◆ **EXERCISE INPUT**:
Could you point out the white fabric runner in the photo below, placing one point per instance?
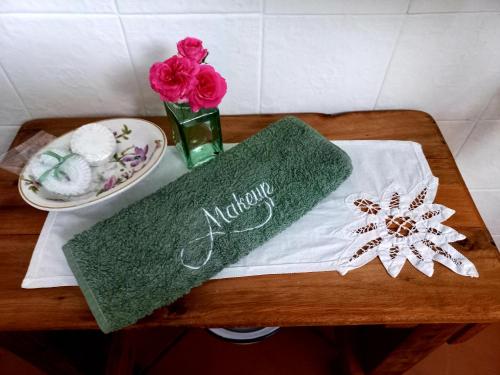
(316, 242)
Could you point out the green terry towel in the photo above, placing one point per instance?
(154, 251)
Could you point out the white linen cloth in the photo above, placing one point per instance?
(316, 242)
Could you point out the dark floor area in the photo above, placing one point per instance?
(289, 351)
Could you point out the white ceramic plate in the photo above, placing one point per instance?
(140, 146)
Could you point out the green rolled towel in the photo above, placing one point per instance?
(154, 251)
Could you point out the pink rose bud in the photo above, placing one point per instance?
(209, 90)
(174, 78)
(192, 48)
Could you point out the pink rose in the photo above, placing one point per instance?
(209, 90)
(192, 48)
(174, 78)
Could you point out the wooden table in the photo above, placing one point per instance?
(439, 309)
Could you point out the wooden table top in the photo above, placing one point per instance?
(364, 296)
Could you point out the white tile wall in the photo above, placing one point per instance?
(487, 202)
(91, 57)
(447, 64)
(492, 111)
(69, 65)
(479, 158)
(189, 6)
(7, 134)
(497, 241)
(455, 133)
(64, 6)
(336, 7)
(235, 54)
(328, 64)
(437, 6)
(12, 110)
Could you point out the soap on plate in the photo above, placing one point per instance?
(71, 177)
(94, 142)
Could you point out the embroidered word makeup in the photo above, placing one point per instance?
(218, 218)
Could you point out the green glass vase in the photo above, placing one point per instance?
(197, 135)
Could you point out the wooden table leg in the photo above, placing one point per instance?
(418, 344)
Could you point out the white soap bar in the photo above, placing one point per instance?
(94, 142)
(73, 177)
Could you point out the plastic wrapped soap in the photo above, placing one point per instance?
(61, 172)
(94, 142)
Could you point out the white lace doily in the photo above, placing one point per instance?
(402, 225)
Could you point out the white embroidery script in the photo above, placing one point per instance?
(218, 217)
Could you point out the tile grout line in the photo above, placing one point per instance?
(476, 121)
(389, 64)
(261, 57)
(16, 91)
(213, 13)
(408, 7)
(134, 70)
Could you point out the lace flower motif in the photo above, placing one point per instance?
(401, 226)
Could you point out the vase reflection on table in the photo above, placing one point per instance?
(191, 91)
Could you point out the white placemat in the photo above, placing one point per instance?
(316, 242)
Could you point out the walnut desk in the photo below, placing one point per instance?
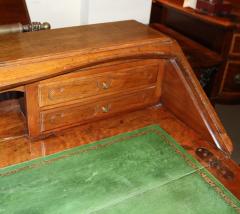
(86, 83)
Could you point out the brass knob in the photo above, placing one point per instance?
(237, 79)
(106, 109)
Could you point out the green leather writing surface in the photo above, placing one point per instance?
(144, 171)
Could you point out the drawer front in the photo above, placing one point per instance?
(235, 47)
(72, 87)
(57, 118)
(232, 79)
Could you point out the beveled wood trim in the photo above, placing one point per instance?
(225, 75)
(231, 52)
(32, 108)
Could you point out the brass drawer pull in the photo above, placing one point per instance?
(106, 109)
(237, 79)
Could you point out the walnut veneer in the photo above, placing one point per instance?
(82, 84)
(220, 36)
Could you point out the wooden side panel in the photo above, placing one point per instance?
(183, 96)
(176, 98)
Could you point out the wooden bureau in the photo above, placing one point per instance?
(92, 93)
(220, 37)
(83, 84)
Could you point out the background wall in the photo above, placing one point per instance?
(64, 13)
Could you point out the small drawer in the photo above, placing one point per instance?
(110, 80)
(235, 47)
(232, 79)
(67, 116)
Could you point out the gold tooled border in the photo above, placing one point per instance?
(208, 180)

◆ **WHAT YOU ARE ASKED TO DO**: Omit every image. Quote each record exactly.

◆ **EXPECTED ANSWER**:
Could you point out the white fabric runner in the photo below, placing one point per instance?
(316, 242)
Could you point out the green terry towel in the photo above, placing one point per instance?
(154, 251)
Could you point out the white linen cloth in the photo above, placing one point per instance?
(316, 242)
Could you point out the dark floor area in the photo above, placing one point per instance?
(289, 351)
Could you point out the white ceramic plate in the photo above, placing one point per instance?
(140, 146)
Could you point out the green rolled towel in the photo above, placing one point per instance?
(154, 251)
Could you point out the pink rose bud in the photo above, placing one point per instance?
(209, 90)
(174, 78)
(192, 48)
Could you point out the pink rose in the photo above, placing one point per instance?
(209, 90)
(192, 48)
(174, 78)
Could you point out the wooden table in the photo above, placing one point per instance?
(439, 309)
Could you point out the wooden table top in the photo above, placing one point per instance?
(364, 296)
Could you point out the white tile wall in the photo above, placing one point per instance?
(487, 202)
(91, 57)
(447, 64)
(492, 111)
(69, 65)
(479, 158)
(189, 6)
(7, 134)
(497, 241)
(455, 133)
(64, 6)
(336, 7)
(235, 54)
(328, 64)
(437, 6)
(12, 110)
Could you point out the soap on plate in the photo above, placing one point per instance?
(71, 177)
(94, 142)
Could you point out the embroidered word makeup in the photo above, placing one point per instance?
(218, 218)
Could you point out the green glass vase in the photo above, placing one point per instance?
(197, 135)
Could you point out the wooden table leg in the photo above, placing one point per instance?
(418, 344)
Could you point out the white soap bar in the photo above, placing one point per instance?
(94, 142)
(73, 177)
Could you point out the plastic wrapped soap in the photo above, placing one point per instance?
(61, 172)
(94, 142)
Could you point out the white lace doily in the photo above, placing one point per instance?
(402, 225)
Could you point out the white embroidery script in the photo above, placing one point per instance?
(218, 217)
Could you point out the tile grout line in the photo above, placing one point per instance?
(476, 121)
(389, 64)
(261, 57)
(16, 91)
(213, 13)
(408, 7)
(134, 70)
Could you point out the lace flower motif in the photo above, placing one point per instance?
(401, 226)
Could you point out the vase reflection on table in the photo above, placing one point per instance?
(191, 91)
Could you point out the white placemat in the photo above, placing one point per instance?
(316, 242)
Could you point out the walnut desk in the photo below, placing one point per instance?
(86, 83)
Could you point out the brass knob in the photo above, placing one point per instance?
(237, 79)
(106, 109)
Could you point out the green leather writing surface in the photo above, placing one point per instance?
(144, 171)
Could you point out the drawer front in the photo above, placing one point per instance?
(235, 47)
(72, 87)
(57, 118)
(232, 79)
Could you point out the beveled wood trim in the photo above, placing one point per instance?
(225, 75)
(231, 52)
(32, 108)
Could you point out the brass drawer pull in the photo above, placing one point per instance?
(106, 109)
(237, 79)
Could you point out the walnut veneer in the photo above, placing one point per instance?
(82, 84)
(220, 36)
Could you point out the wooden side panel in the photo above, placing one point per instance?
(183, 96)
(176, 98)
Could you point out the wooden bureau in the photo above, placing one point per instance?
(92, 93)
(220, 37)
(83, 84)
Could you point out the background wall in the photo above, placing one point per instance?
(64, 13)
Could you point out the small drawer in the photo above, placing one point per instance?
(110, 80)
(235, 47)
(232, 79)
(67, 116)
Could you point out the gold tooled border in the photo above, placing one point per instance?
(208, 180)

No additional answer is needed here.